▶ What needs to be done:
Pictures excluded, return every entry exactly, please.

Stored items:
━━━

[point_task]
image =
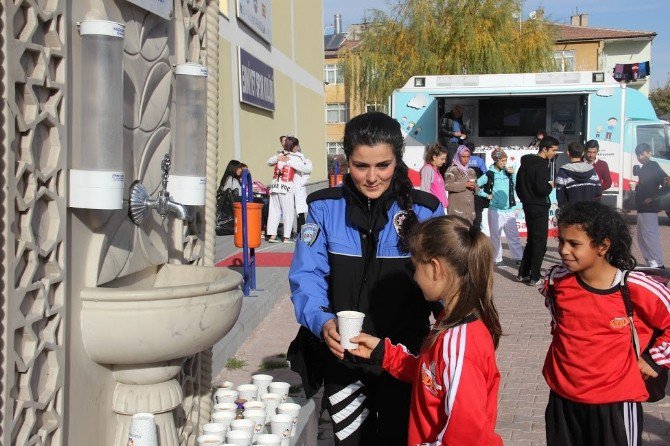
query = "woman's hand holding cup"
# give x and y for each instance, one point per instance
(332, 338)
(366, 344)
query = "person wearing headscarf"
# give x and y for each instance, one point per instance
(461, 183)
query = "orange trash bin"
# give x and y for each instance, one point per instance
(335, 180)
(254, 212)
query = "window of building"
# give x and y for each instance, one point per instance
(335, 148)
(336, 113)
(564, 60)
(375, 107)
(333, 74)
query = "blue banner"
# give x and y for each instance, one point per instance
(257, 85)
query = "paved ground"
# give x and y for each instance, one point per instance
(523, 394)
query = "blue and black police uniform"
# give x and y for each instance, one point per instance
(349, 258)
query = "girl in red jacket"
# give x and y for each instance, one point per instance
(592, 369)
(456, 379)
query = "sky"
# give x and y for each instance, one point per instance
(645, 15)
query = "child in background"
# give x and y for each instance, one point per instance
(647, 204)
(431, 178)
(456, 378)
(497, 185)
(595, 378)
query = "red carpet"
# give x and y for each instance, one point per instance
(270, 259)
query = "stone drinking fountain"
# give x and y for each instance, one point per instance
(144, 322)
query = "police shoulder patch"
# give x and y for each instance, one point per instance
(308, 233)
(398, 220)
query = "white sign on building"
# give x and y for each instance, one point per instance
(162, 8)
(257, 15)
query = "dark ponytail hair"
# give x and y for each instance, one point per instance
(468, 254)
(432, 151)
(601, 223)
(371, 129)
(231, 171)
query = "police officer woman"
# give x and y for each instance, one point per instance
(352, 256)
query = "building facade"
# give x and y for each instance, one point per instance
(579, 47)
(52, 390)
(250, 133)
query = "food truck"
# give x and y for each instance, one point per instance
(506, 110)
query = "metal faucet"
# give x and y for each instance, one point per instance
(141, 202)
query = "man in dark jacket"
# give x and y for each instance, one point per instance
(577, 180)
(533, 186)
(452, 131)
(651, 179)
(601, 167)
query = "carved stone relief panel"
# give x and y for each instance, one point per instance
(35, 164)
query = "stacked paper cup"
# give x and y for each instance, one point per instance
(271, 400)
(281, 425)
(142, 431)
(262, 382)
(225, 396)
(209, 440)
(248, 392)
(268, 440)
(280, 388)
(293, 410)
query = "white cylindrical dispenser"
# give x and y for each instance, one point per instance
(96, 177)
(187, 175)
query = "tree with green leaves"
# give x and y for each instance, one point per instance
(660, 99)
(433, 37)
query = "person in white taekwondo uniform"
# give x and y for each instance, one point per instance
(289, 166)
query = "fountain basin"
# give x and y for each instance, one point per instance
(159, 314)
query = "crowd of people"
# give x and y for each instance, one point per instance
(288, 195)
(378, 246)
(285, 199)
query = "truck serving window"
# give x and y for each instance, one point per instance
(657, 138)
(517, 116)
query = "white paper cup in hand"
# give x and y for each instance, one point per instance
(142, 430)
(247, 392)
(349, 324)
(239, 438)
(262, 381)
(225, 396)
(268, 440)
(216, 429)
(281, 424)
(209, 440)
(280, 388)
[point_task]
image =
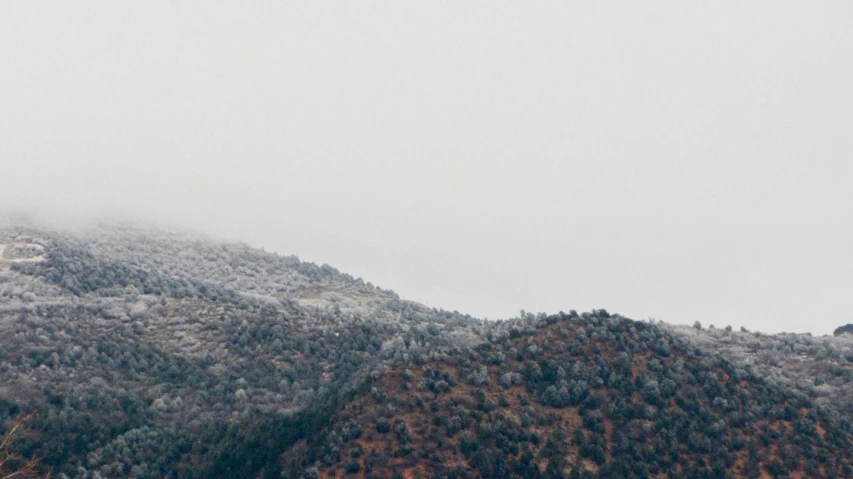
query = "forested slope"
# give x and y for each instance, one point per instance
(154, 354)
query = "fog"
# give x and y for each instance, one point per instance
(683, 161)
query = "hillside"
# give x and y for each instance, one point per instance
(155, 354)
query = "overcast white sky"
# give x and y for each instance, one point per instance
(681, 160)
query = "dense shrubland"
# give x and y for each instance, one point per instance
(155, 355)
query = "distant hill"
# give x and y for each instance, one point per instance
(154, 354)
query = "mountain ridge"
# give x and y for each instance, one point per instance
(158, 354)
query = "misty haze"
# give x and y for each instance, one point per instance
(415, 240)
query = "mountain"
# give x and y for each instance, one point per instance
(150, 353)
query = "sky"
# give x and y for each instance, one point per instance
(678, 160)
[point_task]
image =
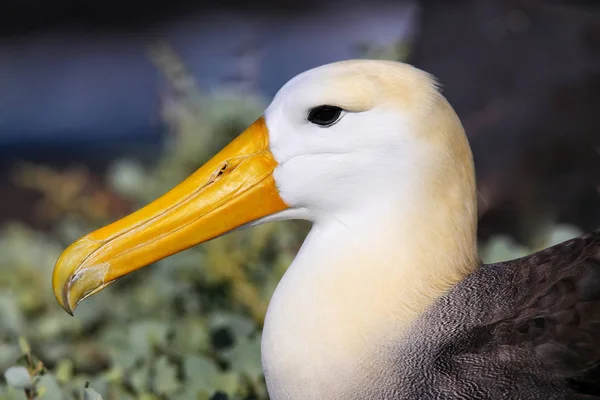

━━━

▶ Written solution:
[point_task]
image =
query = "woman's hand holding cup"
# give x and y for each instance, one point per instance
(332, 338)
(366, 344)
query = "person wearing headscarf"
# give x and y for each instance, one point per instance
(461, 183)
query = "orange trash bin"
# give x and y for each instance, one point per instance
(335, 180)
(254, 212)
query = "window of building"
# give x and y for each instance, one point per instance
(335, 148)
(336, 113)
(564, 60)
(375, 107)
(333, 74)
query = "blue banner"
# give x and y for each instance, one point per instance
(257, 85)
query = "paved ground"
# give x and y for each instance, one point per instance
(523, 394)
query = "blue and black police uniform"
# give x and y for each instance, one point per instance
(349, 258)
query = "girl in red jacket"
# give x and y for each instance, one point per instance
(592, 369)
(456, 379)
query = "sky"
# give x and y for each instance, one point per instance
(645, 15)
query = "child in background"
# give x and y for each instance, one point per instance
(647, 204)
(431, 178)
(456, 378)
(497, 185)
(595, 378)
query = "red carpet"
# give x and y for each instance, one point per instance
(270, 259)
query = "stone drinking fountain"
# give x and y for each instance, one point per instance
(144, 322)
query = "police shoulder patch"
# give x and y for each instance, one point per instance
(308, 233)
(398, 220)
query = "white sign on building"
# give x and y for each instance, one point per instance
(162, 8)
(257, 15)
query = "dark ponytail hair"
# give x and y for each instance, one point per instance
(468, 254)
(432, 151)
(601, 223)
(371, 129)
(231, 171)
query = "police officer woman"
# give x and y for each instance, one point per instance
(352, 256)
query = "building facade"
# give x and y for each instance, one point per instance
(579, 47)
(52, 390)
(250, 133)
query = "food truck"
# give x and y for each instance, one point per instance
(506, 110)
query = "metal faucet"
# give x and y for each instance, one point per instance
(141, 202)
query = "man in dark jacket"
# give x and y for each instance, one point per instance
(577, 180)
(533, 186)
(452, 131)
(651, 179)
(601, 167)
query = "carved stone relief panel"
# give x and y for each instance, one point per instance
(35, 164)
query = "stacked paper cup"
# give x and y for each instance, one point per instance
(271, 400)
(281, 425)
(142, 431)
(262, 382)
(225, 396)
(209, 440)
(248, 392)
(268, 440)
(280, 388)
(293, 410)
query = "white cylindrical dispenser"
# give x and y for each instance, one point per instance
(96, 177)
(187, 175)
query = "tree with green leaves"
# give x and y for each instance, one point per instance
(660, 99)
(433, 37)
query = "person in white taekwondo uniform"
# give x and y for each instance, one point per instance
(289, 166)
query = "fountain basin"
# give x and y for each instance, one point per instance
(159, 314)
query = "crowd of people"
# give x and y for each instance, one point per instance
(288, 195)
(378, 246)
(285, 199)
query = "truck serving window"
# give x and y for each instance, one point per instance
(657, 138)
(517, 116)
query = "white paper cup in hand"
# give x and y for each instance, one point per instance
(142, 430)
(247, 392)
(349, 324)
(239, 438)
(262, 381)
(225, 396)
(268, 440)
(216, 429)
(281, 424)
(209, 440)
(280, 388)
[point_task]
image =
query = "forested slope"
# give x and y for each instance, one point per instance
(154, 354)
query = "fog"
# give x and y for each instance, one point per instance
(683, 161)
query = "hillside"
# give x and y for each instance, one point per instance
(155, 354)
query = "overcast white sky"
# give x and y for each instance, one point per instance
(681, 160)
query = "dense shrubland"
# give x and y for each instance, one point per instance
(155, 355)
query = "distant hill"
# give x and y for each instance, one point per instance
(154, 354)
query = "mountain ridge"
# give x and y for each instance, one point per instance
(158, 354)
query = "misty haze"
# give x and y for each instance, one point per instance
(415, 240)
query = "mountain"
# give x and y for each instance, one point per instance
(150, 353)
query = "sky"
# give x and y for each instance, one point per instance
(678, 160)
[point_task]
image =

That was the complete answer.